◆ Action item ◆
Give back the line in the listing below that contains "can you box the overcast" and all remaining lines, retyped exactly, through the last line.

◆ Records for this exercise ◆
-*-*-

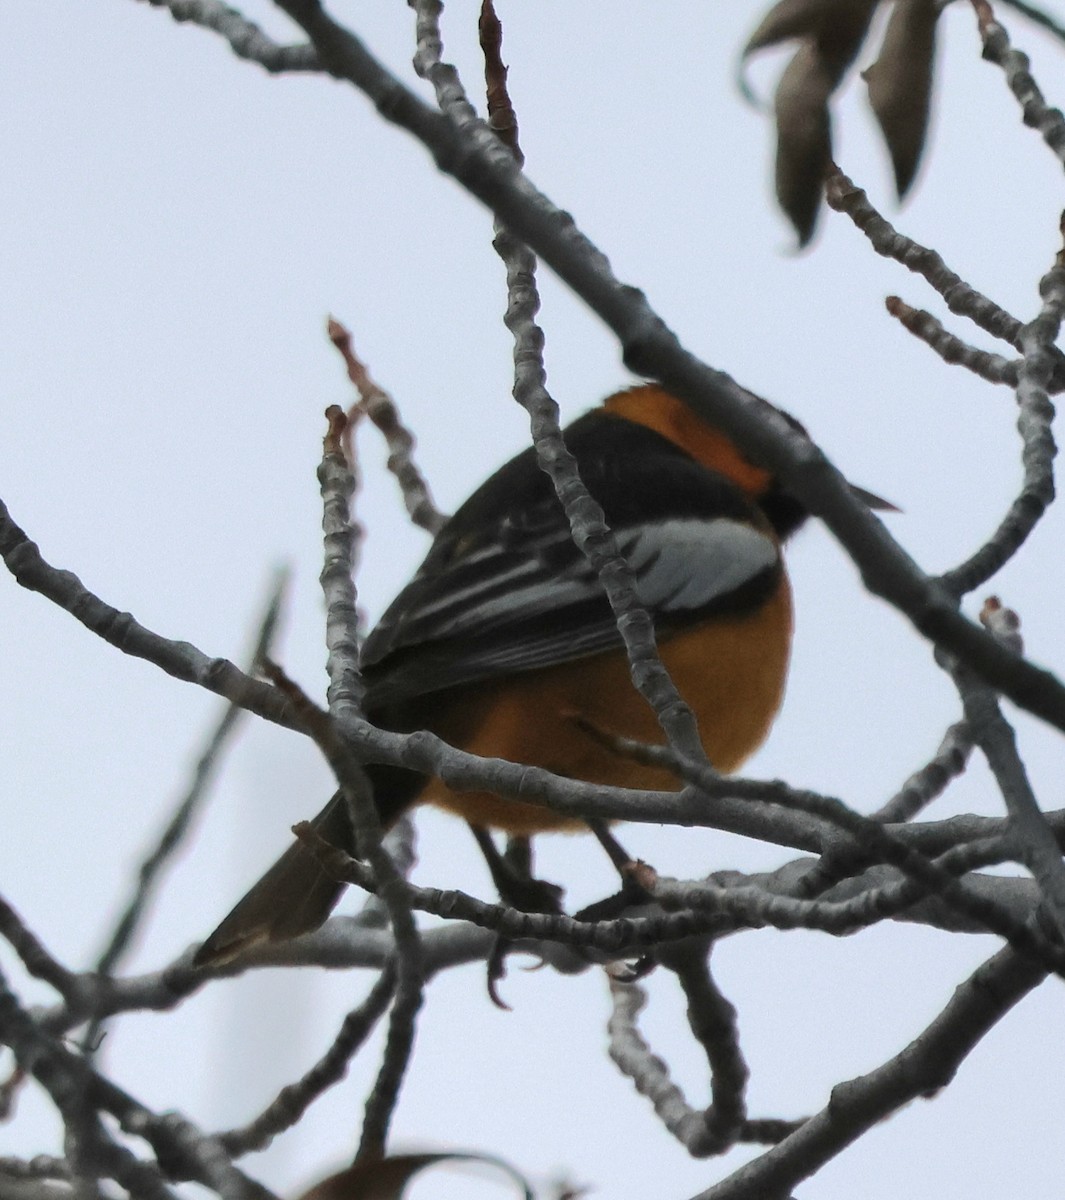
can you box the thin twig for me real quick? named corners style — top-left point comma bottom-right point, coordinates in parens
top-left (292, 819), bottom-right (712, 955)
top-left (579, 731), bottom-right (1065, 976)
top-left (0, 967), bottom-right (177, 1200)
top-left (831, 167), bottom-right (1065, 392)
top-left (974, 0), bottom-right (1065, 167)
top-left (957, 664), bottom-right (1065, 933)
top-left (938, 249), bottom-right (1062, 596)
top-left (40, 923), bottom-right (495, 1039)
top-left (479, 0), bottom-right (523, 162)
top-left (793, 719), bottom-right (975, 899)
top-left (217, 966), bottom-right (397, 1156)
top-left (0, 497), bottom-right (299, 731)
top-left (826, 167), bottom-right (1046, 350)
top-left (327, 318), bottom-right (447, 535)
top-left (868, 720), bottom-right (973, 824)
top-left (137, 0), bottom-right (320, 73)
top-left (319, 406), bottom-right (366, 717)
top-left (655, 835), bottom-right (1019, 938)
top-left (93, 569), bottom-right (289, 980)
top-left (608, 978), bottom-right (710, 1150)
top-left (661, 944), bottom-right (750, 1156)
top-left (293, 817), bottom-right (1040, 953)
top-left (205, 662), bottom-right (426, 1168)
top-left (0, 896), bottom-right (84, 1008)
top-left (608, 973), bottom-right (797, 1158)
top-left (947, 598), bottom-right (1065, 938)
top-left (313, 407), bottom-right (424, 1161)
top-left (884, 297), bottom-right (1026, 387)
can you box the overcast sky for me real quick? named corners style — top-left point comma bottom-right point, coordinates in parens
top-left (4, 3), bottom-right (1065, 1198)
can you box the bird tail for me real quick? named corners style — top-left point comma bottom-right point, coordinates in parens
top-left (193, 763), bottom-right (422, 967)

-*-*-

◆ Your response ◆
can you box the overcast sky for me real quick? named corners style — top-left point comma bottom-right point, coordinates in parens
top-left (4, 3), bottom-right (1065, 1198)
can you box the bird tail for me real quick? named corners style — top-left point comma bottom-right point, coordinates in parens
top-left (193, 763), bottom-right (422, 967)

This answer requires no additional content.